- CHALLENGES
#1 From the telemetry section, reproduce word for word the stretch from "1. Deploy OpenTelemetry" through "on first login)".
#2 Answer these questions using the telemetry section:
(a) On which cluster does the deployment script install Prometheus and Grafana?
(b) Which local port does the port-forward command map to the Grafana service?
(c) Which file provides the pre-built Grafana dashboard for DocumentDB monitoring?
#3 List every file named under the "Configuration Files" heading of the telemetry section.

- QUOTED TEXT
----------
Observability and Telemetry

The telemetry folder contains configuration files for setting up a comprehensive observability stack across your multi-cloud DocumentDB deployment:

Components

  • Prometheus: Metrics collection and storage
  • Grafana: Visualization and dashboards
  • OpenTelemetry Collector: Unified telemetry collection (metrics, logs, traces)

Deploy Telemetry Stack

cd telemetry
./deploy-telemetry.sh

This script will:

  1. Deploy OpenTelemetry Collector on all clusters
  2. Install Prometheus on the azure-documentdb cluster
  3. Install Grafana on the azure-documentdb cluster
  4. Configure Prometheus to scrape DocumentDB metrics

Access Grafana Dashboard

# Port-forward to Grafana
kubectl --context hub port-forward -n monitoring svc/grafana 3000:80

# Open browser to http://localhost:3000
# Default credentials: admin/admin (change on first login)

From there you can import dashboard.json

Configuration Files

  • deploy-telemetry.sh: Automated deployment script for the entire observability stack
  • prometheus-values.yaml: Prometheus Helm chart configuration
  • grafana-values.yaml: Grafana Helm chart configuration with dashboard provisioning
  • otel-collector.yaml: OpenTelemetry Collector configuration for metrics and logs
  • dashboard.json: Pre-built Grafana dashboard for DocumentDB monitoring

Custom Configuration

Edit the values files to customize:

  • Prometheus retention period and storage
  • Grafana plugins and data sources
  • OpenTelemetry Collector pipelines and exporters
  • Dashboard refresh intervals and panels

Failover Operations

Failover is performed using the DocumentDB kubectl plugin:

kubectl documentdb promote \
  --documentdb documentdb-preview \
  --namespace documentdb-preview-ns \
  --hub-context hub \
  --target-cluster <new-primary-cluster> \
  --cluster-context <new-primary-cluster>

Fleet Management

# Show AKS fleet details
az fleet show --name <fleet-name> --resource-group $RESOURCE_GROUP

# List fleet members (includes Azure members only, not cross-cloud)
----------
- EXCERPTED DATA
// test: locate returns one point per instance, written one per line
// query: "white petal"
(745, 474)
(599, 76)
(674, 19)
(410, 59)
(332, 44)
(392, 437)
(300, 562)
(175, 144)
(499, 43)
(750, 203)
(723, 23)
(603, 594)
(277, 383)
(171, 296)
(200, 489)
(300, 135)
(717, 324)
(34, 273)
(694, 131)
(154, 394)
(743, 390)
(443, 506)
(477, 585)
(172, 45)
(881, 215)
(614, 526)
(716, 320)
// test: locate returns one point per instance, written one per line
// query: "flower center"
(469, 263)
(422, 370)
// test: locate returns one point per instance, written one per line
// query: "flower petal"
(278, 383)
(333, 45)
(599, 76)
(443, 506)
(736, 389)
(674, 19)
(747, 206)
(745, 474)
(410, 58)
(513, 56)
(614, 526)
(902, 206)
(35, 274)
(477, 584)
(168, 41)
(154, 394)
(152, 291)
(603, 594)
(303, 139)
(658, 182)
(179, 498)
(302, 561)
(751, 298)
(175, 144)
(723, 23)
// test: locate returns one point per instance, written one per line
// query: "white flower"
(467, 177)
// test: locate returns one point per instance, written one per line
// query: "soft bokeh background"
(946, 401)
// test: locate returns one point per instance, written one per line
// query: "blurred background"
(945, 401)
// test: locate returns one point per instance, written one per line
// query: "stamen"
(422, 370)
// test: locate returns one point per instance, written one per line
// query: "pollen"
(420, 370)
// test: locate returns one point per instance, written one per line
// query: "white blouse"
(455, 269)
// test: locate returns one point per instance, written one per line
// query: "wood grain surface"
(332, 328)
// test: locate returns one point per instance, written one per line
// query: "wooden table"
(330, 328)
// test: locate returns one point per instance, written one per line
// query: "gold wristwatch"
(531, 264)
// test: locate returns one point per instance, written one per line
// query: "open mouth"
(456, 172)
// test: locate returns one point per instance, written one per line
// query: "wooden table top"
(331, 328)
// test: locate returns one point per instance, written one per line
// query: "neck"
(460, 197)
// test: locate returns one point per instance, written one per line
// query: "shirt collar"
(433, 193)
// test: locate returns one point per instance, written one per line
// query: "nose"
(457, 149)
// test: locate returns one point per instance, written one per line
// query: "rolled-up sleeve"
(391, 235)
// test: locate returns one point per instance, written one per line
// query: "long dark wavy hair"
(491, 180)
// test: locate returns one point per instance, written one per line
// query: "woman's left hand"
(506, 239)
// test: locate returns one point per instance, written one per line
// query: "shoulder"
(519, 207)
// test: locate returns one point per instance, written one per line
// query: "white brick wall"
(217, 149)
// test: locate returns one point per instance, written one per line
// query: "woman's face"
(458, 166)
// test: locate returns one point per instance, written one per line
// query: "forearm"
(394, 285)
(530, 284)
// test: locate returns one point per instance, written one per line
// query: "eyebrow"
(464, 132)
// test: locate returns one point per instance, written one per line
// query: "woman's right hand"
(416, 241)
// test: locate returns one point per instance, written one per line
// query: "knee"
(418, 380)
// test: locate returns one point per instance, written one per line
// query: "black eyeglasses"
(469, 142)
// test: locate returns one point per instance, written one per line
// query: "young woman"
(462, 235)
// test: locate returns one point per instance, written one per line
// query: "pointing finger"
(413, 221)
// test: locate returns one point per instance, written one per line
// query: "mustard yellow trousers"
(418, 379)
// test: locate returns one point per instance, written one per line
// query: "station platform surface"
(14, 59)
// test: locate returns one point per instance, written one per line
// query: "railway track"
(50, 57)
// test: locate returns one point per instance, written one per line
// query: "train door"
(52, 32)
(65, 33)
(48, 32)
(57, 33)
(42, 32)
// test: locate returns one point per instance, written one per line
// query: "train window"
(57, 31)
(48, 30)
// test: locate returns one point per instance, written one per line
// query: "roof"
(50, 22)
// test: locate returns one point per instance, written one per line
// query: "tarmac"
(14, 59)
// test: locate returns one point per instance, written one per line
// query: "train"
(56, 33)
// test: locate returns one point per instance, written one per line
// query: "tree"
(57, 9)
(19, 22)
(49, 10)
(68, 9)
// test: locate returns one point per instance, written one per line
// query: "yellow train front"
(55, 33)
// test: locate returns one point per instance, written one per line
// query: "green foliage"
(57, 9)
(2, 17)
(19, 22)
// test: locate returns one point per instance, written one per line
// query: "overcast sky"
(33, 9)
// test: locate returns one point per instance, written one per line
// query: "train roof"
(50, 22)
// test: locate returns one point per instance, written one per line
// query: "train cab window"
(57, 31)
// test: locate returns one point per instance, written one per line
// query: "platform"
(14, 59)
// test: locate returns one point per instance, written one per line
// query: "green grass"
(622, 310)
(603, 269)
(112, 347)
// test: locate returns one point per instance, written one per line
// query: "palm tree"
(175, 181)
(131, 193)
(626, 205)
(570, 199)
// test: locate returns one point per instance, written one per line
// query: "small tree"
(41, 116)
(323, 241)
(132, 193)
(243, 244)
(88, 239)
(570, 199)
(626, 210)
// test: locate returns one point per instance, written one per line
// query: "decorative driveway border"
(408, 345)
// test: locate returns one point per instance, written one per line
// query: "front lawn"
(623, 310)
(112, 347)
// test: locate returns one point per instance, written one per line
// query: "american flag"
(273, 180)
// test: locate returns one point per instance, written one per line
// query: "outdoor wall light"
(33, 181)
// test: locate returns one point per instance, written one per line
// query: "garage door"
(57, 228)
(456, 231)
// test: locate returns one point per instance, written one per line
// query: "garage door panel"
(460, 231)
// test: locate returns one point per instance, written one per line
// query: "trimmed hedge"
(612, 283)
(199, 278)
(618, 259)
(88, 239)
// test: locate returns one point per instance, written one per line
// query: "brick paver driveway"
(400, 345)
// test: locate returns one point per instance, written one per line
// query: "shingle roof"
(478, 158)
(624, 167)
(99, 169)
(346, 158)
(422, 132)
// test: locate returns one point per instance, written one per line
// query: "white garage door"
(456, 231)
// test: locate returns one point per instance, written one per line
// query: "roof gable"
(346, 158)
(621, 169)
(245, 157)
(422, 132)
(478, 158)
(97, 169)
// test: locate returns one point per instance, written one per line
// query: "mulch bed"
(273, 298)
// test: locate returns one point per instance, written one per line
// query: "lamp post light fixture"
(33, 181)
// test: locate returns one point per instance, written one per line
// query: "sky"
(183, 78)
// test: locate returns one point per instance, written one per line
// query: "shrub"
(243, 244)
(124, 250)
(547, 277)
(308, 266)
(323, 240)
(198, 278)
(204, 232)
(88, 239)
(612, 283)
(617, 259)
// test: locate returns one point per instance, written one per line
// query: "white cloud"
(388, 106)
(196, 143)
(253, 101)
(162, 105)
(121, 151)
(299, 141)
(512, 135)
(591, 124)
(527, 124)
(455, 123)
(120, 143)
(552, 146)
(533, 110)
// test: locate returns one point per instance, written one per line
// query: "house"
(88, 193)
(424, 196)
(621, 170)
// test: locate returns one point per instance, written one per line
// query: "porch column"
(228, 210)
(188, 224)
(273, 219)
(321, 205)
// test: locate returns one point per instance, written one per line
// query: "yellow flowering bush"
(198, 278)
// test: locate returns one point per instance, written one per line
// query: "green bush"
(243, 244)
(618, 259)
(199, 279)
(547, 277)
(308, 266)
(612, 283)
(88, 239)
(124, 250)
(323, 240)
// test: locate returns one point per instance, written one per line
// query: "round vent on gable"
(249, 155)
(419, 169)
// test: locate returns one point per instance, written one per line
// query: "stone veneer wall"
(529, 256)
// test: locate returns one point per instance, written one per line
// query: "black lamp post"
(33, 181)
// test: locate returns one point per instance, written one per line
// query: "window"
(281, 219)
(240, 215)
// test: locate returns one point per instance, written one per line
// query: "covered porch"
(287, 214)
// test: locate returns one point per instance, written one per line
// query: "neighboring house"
----------
- SOLUTIONS TO THE EXERCISE
#1
1. Deploy OpenTelemetry Collector on all clusters
  2. Install Prometheus on the azure-documentdb cluster
  3. Install Grafana on the azure-documentdb cluster
  4. Configure Prometheus to scrape DocumentDB metrics

Access Grafana Dashboard

# Port-forward to Grafana
kubectl --context hub port-forward -n monitoring svc/grafana 3000:80

# Open browser to http://localhost:3000
# Default credentials: admin/admin (change on first login)

#2
(a) The azure-documentdb cluster.
(b) Port 3000.
(c) dashboard.json.

#3
deploy-telemetry.sh
prometheus-values.yaml
grafana-values.yaml
otel-collector.yaml
dashboard.json